▶ Selected text:
-- Opening Marker --
Due to the inherent costs and limitations of testing all weapons, modeling and simulation (M&S) often are used to fill gaps in knowledge from live testing. Sanchez (2017) discusses different design approaches for M&S in her article in this issue of CHANCE. It is also important here because the operational shots have a dual purpose: getting enough live data to both identify problems in operations and support the validation of the modeling and simulation.

The Navy was considering reducing the number of weapons for testing by half. Using experimental design techniques, the test team was able to clearly show that the proposed reduction excluded important aspects of the operational engagements that looked at different target ranges and aspect angles, which could affect success rates.

The reduction in shots could be mitigated by using M&S in those ranges and aspect angles, but doing so requires that the M&S be validated for operational evaluation. Specifically, the usefulness and limitations of the M&S should be characterized, and uncertainty should be quantified to the extent possible by comparing the M&S to live data.

Therefore, the test team conducted a statistical power calculation comparing free-flight data and M&S outcomes using a Fisher’s combined probability test. Their analysis showed that the planned free-flight program provided enough information to validate the M&S at an acceptable level of risk, but cutting the shots in half would not provide adequate information (adequate statistical power) to detect differences between free-flight testing and the M&S. Reducing the number of shots risked mischaracterizing the performance of the weapon in the operational test space by using an inadequately validated model.

Through statistical analysis techniques, the test team was able to clearly discuss the trade-space between the two test designs and determine that the test team should not reduce the existing design because it provided a minimally adequate test for assessing weapon performance and validating the M&S.

Example 2: Efficient Test Plans that Cover the Operational Envelope—F-35 Joint Strike Fighter

Defense systems are often designed to be used in multiple missions, and each of those missions may cover a complex operating space. Being able to cover the full operating environment efficiently is a core challenge of planning a defensible operational test. Gauging the right amount of testing involves more than simply determining the number of test points; equally important is the placement of those points across the region of operability.

Placement of the points is the most-important aspect of determining whether the testing will be adequate to support the goals of the analysis. The goal of collecting the right data in the right locations is to understand where systems work and to what extent.

The F-35 is a multi-role fighter aircraft being produced in three variants for the Air Force, Marine Corps, and Navy. Its multi-role nature covers many diverse missions, including air-to-surface attack, aerial reconnaissance, close air support, offensive counter air, defensive counter air, destruction and suppression of enemy air defenses, anti-surface warfare, cruise missile defense, and combat search and rescue.

Figure 2. F-35 C in flight.
Source: DOT&E Annual Report.

The three aircraft variants, a range of potential ground and air threats, various weapon loads, the need to test during both day and night, the movement of potential targets, and information quality provided to the aircraft all further compound this complexity. Arguably, it is the most-complex mission and environment that ever has been considered in a single operational test.

The philosophies and methods inherent to experimental design provided the necessary framework for covering such a complex operational space defensibly. The overarching test approach for the F-35 initial operational test, which remains to be conducted, was to create detailed test designs for evaluating each of the core mission areas by defining appropriate, measurable response variables that correspond to operational effectiveness of each mission area.
-- Closing Marker --
▶ Dataset excerpt:
-- Opening Marker --
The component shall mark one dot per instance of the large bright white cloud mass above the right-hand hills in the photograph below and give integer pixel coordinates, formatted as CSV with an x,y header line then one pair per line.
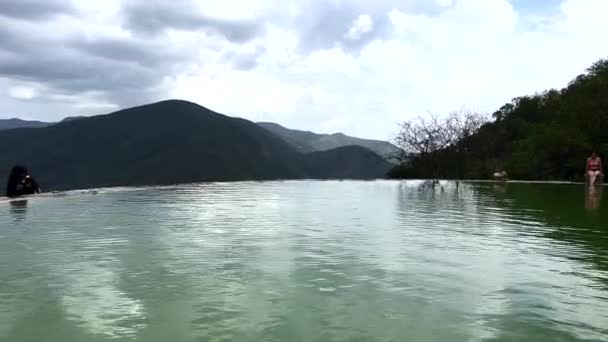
-- Closing Marker --
▶ What this exercise asks:
- A) Please retype the test design text from "Figure 2. F-35" to "single operational test.".
- B) In the test design text, what test did the test team use in its power calculation comparing free-flight data and M&S outcomes?
- C) Rewrite the paragraph of the test design text that begins "The F-35 is a multi-role fighter" as a short list.
The listing is separate material and has no connection to the test design text.

▶ Responses:
- A)
Figure 2. F-35 C in flight.
Source: DOT&E Annual Report.

The three aircraft variants, a range of potential ground and air threats, various weapon loads, the need to test during both day and night, the movement of potential targets, and information quality provided to the aircraft all further compound this complexity. Arguably, it is the most-complex mission and environment that ever has been considered in a single operational test.

- B) A Fisher’s combined probability test.

- C)
- The F-35 is a multi-role fighter aircraft.
- It is produced in three variants: for the Air Force, the Marine Corps, and the Navy.
- Its missions include air-to-surface attack, aerial reconnaissance, close air support, offensive and defensive counter air, destruction and suppression of enemy air defenses, anti-surface warfare, cruise missile defense, and combat search and rescue.